━━━ Document section

It wouldn’t open at the right ID because the browser will try to interpret the fragment identifier as a whole as the bookmark (i.e. it would try to find an id or name equal to “#3?range=#3–#6”). But it is trivially in javascript to scroll the window to the correct location. The dumbest algorithm is you just slice off one character at a time from the right until it matches an actual id, then scroll to that location, you could easily run such a simple snippet of javascript before loading other javascript so the browser would open at the right location. Javascript can run long before the page has even started to render.

blake · March 7, 2016, 2:00pm

While I’ve been working with JSON parallels I’ve come to realize our approach is seriously flawed, or at least very limited and we’re kind of bumping into that limit.

What we’re dealing with and want to define is fundamentally relationships between suttas. Our current methodology is only able to deal with symmetrical relationships. If A is a full parallel of B, then B is a full parallel of A. If X is a partial parallel of A, then A is a partial parallel of X. And that’s okay if symmetrical relationships are all we want. But I reckon it’s not all we want.

━━━━━━
━━━ Provided data

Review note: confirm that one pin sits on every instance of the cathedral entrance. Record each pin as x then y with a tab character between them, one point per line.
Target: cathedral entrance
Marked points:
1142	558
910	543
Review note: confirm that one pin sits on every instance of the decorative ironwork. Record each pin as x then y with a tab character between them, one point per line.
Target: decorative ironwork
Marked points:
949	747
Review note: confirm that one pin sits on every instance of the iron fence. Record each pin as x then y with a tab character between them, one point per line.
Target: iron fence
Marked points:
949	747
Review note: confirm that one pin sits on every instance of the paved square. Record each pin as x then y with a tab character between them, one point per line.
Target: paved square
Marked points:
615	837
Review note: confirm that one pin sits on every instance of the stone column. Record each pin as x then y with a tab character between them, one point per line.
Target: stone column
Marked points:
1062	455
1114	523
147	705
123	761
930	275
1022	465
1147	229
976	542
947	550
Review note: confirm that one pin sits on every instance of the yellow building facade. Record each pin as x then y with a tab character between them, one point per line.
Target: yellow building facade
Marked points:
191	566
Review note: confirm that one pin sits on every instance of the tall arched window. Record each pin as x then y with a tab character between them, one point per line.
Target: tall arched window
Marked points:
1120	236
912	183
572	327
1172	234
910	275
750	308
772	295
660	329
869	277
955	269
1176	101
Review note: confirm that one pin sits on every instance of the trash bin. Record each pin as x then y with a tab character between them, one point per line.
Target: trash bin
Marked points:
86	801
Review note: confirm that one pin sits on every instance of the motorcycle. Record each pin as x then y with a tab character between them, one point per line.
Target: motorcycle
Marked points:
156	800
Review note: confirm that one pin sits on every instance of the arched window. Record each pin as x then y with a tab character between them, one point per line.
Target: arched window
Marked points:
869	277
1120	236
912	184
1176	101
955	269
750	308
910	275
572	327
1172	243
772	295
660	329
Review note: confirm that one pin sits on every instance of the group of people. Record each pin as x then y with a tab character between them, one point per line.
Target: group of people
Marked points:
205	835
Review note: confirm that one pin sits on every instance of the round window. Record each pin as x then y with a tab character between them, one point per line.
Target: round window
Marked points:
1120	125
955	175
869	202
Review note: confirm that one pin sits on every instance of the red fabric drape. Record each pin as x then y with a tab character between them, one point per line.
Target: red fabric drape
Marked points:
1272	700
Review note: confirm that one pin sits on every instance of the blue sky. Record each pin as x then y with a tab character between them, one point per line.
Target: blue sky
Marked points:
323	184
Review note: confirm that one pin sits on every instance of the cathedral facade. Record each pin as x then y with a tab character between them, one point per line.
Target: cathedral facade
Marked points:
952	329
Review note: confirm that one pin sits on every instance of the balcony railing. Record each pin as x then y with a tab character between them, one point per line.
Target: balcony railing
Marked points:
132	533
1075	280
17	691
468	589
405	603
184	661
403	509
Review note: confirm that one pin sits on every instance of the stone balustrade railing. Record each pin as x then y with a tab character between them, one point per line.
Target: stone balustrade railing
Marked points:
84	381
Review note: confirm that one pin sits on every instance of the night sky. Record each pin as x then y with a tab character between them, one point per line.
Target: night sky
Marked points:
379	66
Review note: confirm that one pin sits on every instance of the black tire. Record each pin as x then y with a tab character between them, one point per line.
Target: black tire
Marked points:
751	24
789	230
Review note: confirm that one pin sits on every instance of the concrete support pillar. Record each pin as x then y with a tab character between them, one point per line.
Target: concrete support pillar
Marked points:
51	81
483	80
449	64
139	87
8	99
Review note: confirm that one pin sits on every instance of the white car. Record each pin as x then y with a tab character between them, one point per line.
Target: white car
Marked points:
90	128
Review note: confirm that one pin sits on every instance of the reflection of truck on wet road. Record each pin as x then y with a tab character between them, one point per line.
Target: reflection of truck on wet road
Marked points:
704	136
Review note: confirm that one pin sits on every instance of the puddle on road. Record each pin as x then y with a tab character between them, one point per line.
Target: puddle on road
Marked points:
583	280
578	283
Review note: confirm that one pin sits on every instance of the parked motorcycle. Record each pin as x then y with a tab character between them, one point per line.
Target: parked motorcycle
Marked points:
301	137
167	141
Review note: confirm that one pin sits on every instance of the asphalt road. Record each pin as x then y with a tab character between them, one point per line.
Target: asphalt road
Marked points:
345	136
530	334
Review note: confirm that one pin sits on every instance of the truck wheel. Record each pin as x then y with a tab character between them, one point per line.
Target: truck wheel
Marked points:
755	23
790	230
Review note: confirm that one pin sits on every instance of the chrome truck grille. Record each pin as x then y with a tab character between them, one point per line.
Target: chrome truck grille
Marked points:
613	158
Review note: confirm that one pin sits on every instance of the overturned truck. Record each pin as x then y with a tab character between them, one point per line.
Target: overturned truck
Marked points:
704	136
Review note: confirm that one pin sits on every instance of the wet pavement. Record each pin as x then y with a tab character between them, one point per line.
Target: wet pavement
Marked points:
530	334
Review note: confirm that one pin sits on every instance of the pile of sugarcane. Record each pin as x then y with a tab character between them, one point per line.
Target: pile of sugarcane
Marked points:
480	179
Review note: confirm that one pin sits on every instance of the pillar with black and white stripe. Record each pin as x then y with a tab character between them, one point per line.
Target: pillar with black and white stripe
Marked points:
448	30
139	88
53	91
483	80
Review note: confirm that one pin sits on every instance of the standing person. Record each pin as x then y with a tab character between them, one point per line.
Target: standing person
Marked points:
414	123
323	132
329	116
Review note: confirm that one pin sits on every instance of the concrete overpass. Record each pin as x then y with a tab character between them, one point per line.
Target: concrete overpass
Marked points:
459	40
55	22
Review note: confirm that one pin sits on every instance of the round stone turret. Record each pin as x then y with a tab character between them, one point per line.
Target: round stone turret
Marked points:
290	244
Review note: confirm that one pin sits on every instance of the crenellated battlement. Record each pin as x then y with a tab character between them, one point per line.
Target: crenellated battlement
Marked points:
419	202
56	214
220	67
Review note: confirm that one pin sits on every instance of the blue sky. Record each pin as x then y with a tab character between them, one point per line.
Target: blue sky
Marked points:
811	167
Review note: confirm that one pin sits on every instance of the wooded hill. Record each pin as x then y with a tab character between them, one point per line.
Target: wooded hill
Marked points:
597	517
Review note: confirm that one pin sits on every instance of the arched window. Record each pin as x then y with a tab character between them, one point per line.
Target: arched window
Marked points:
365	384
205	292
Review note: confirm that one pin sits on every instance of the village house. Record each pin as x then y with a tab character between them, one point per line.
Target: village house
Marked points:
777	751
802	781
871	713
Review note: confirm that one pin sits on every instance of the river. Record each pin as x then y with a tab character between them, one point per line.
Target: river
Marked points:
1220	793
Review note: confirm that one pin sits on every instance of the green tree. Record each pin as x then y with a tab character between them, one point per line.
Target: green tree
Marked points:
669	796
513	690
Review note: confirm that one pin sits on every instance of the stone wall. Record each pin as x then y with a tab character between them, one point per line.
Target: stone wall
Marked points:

━━━━━━

*What to work on:*
**A)** In the forum thread, which kind of relationship is the current methodology limited to?
**B)** Transcribe the forum thread from "What we’re dealing" down to "not all we want.".
**C)** The forum thread says the page "wouldn’t open at the right ID". Explain why, using the reason the thread gives.
Work only from the forum thread.

*Results:*
**A)** It can deal only with symmetrical relationships.

**B)**
What we’re dealing with and want to define is fundamentally relationships between suttas. Our current methodology is only able to deal with symmetrical relationships. If A is a full parallel of B, then B is a full parallel of A. If X is a partial parallel of A, then A is a partial parallel of X. And that’s okay if symmetrical relationships are all we want. But I reckon it’s not all we want.

**C)** The browser treats the whole fragment identifier as the bookmark. It would look for an id or name equal to "#3?range=#3–#6" instead of the intended ID.